# Task directions:
Check each line of the data for "below" and select those that have it.

[Saved entries]
_ _ _

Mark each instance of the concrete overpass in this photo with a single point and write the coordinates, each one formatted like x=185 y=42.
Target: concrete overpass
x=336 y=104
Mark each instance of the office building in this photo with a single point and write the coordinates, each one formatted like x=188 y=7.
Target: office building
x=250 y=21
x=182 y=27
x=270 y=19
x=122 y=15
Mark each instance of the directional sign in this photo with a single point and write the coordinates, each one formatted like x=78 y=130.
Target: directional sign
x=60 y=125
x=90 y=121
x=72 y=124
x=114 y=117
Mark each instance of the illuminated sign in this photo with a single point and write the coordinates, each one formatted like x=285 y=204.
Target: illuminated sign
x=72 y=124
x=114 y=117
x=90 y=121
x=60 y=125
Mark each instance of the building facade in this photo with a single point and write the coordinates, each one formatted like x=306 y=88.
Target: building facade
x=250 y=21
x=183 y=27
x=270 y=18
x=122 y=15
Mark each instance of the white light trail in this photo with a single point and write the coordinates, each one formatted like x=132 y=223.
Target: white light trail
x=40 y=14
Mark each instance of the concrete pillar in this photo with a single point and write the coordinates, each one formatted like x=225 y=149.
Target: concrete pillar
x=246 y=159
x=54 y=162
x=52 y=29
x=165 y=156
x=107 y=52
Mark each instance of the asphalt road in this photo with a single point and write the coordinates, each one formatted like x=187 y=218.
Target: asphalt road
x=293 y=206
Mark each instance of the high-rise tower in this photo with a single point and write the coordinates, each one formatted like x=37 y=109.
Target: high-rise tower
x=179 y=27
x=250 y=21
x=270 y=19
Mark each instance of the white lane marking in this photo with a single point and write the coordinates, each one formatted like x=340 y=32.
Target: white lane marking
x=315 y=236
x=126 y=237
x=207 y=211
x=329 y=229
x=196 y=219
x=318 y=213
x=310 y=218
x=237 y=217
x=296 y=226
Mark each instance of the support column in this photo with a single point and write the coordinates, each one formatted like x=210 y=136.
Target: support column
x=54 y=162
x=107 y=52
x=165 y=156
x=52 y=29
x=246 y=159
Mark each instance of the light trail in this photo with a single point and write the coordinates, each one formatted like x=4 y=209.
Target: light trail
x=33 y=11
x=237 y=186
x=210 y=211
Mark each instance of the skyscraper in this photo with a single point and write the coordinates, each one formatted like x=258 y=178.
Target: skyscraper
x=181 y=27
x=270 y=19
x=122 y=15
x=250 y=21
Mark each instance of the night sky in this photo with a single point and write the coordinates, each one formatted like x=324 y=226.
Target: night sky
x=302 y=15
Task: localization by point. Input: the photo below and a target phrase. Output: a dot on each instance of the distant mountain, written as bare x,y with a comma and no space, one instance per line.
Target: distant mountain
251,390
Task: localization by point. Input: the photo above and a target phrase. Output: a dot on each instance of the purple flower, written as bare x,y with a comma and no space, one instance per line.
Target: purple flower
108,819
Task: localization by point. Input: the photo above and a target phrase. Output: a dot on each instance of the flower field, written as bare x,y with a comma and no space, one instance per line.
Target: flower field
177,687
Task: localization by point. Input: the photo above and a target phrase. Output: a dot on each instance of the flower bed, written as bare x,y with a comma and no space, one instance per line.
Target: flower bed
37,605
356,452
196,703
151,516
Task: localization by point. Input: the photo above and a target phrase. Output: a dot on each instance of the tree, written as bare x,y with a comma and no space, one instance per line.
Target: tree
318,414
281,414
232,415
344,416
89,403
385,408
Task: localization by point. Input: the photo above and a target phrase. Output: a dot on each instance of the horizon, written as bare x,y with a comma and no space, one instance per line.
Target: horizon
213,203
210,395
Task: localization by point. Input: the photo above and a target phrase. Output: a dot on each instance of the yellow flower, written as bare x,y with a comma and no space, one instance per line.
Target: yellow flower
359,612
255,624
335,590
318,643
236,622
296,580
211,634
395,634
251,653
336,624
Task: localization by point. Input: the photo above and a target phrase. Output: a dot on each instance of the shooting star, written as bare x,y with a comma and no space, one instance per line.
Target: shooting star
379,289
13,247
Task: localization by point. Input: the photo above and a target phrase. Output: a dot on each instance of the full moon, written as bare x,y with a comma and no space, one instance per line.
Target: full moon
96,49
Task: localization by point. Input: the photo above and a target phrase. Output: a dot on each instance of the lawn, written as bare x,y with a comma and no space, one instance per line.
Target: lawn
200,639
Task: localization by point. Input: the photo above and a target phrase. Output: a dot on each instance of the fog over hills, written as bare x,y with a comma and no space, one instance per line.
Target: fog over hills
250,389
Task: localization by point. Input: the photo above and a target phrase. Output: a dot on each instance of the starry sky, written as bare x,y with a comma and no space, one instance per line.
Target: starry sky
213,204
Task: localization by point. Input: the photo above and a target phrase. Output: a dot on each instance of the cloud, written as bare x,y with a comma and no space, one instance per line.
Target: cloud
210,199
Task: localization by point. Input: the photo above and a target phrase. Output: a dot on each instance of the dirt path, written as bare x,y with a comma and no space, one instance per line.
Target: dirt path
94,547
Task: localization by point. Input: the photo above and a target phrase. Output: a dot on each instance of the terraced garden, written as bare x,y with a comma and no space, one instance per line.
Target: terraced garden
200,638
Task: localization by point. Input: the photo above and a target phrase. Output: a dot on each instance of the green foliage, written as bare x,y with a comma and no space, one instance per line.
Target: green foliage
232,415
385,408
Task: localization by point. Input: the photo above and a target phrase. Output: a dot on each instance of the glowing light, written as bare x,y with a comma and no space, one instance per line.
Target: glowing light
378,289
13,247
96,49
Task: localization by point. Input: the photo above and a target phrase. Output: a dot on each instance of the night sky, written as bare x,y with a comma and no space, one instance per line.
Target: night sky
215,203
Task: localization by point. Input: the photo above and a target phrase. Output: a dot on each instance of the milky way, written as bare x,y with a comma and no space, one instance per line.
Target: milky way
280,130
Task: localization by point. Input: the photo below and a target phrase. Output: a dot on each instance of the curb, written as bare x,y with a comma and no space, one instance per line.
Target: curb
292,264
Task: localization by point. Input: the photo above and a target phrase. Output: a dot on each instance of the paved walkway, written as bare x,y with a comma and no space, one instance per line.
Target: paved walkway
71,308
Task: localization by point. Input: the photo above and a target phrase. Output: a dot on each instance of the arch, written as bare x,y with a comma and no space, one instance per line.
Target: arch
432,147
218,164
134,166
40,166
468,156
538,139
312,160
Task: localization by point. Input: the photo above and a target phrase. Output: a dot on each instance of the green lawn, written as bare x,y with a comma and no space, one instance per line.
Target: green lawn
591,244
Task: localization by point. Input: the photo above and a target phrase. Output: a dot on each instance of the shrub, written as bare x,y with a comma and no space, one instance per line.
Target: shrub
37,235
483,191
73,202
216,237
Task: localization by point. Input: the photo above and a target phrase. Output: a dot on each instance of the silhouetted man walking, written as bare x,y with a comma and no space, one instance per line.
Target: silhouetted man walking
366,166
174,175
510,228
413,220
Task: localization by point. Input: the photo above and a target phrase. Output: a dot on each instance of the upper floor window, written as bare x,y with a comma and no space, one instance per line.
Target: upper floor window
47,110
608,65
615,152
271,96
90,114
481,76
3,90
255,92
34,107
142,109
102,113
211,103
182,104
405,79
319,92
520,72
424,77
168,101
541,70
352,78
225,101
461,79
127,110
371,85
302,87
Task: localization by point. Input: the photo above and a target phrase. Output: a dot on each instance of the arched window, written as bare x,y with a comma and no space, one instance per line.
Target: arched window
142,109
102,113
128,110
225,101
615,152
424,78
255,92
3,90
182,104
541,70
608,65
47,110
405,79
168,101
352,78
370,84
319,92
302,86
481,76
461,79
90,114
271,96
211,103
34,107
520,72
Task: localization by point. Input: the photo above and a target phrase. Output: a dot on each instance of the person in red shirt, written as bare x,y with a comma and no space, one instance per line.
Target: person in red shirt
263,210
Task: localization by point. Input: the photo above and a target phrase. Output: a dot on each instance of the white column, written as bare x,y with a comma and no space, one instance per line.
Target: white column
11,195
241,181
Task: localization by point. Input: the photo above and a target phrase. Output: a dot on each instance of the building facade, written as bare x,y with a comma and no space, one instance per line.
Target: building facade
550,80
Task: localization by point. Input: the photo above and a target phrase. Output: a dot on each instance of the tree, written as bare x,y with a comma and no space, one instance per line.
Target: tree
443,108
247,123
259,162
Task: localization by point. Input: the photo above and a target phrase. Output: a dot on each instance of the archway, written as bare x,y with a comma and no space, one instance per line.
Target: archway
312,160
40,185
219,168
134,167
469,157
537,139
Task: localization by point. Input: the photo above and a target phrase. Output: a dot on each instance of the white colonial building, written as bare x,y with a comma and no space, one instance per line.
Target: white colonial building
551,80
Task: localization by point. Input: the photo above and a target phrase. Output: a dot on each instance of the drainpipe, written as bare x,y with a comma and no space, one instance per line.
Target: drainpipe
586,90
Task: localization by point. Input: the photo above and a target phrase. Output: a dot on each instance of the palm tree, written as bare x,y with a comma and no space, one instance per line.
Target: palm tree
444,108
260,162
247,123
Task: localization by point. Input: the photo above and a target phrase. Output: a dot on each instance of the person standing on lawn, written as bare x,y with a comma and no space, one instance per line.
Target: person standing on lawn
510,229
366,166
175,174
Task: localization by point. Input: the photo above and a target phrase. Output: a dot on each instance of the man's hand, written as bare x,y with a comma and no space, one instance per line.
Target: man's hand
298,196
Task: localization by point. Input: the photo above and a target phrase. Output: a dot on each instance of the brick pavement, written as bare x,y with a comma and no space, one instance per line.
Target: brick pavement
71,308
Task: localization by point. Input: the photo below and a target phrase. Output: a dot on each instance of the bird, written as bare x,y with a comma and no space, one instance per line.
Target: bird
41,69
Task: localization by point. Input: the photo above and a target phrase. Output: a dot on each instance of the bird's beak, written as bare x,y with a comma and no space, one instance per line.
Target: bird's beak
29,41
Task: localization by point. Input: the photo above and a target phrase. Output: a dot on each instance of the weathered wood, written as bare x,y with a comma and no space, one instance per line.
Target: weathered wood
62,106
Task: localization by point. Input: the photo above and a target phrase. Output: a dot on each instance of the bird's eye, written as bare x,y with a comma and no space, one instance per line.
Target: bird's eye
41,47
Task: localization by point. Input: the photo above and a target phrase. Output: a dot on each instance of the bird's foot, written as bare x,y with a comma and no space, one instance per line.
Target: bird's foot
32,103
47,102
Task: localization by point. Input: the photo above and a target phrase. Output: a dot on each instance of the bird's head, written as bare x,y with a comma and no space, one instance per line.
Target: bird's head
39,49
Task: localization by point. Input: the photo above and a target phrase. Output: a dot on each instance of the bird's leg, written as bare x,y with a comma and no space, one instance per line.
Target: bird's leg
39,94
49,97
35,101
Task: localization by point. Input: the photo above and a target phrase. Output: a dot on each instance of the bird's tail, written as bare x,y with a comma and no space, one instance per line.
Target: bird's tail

_ _ _

# Output of the exercise:
Task: localization by point. Input: the photo below and a target phrase. Output: a dot on each instance of the distant mountain, written as bare x,y with a comma and no space, one instance per line.
Task: localization by point. Input: the photo below and a target phrase. Output: a dot on each instance of the curb, written as bare x,y with a comma and no space, one instance per line.
Task: localization by point. Input: the photo below and a target phrase. Output: a dot on each instance of the bird, written as bare x,y with a comma and no space, one instance per line.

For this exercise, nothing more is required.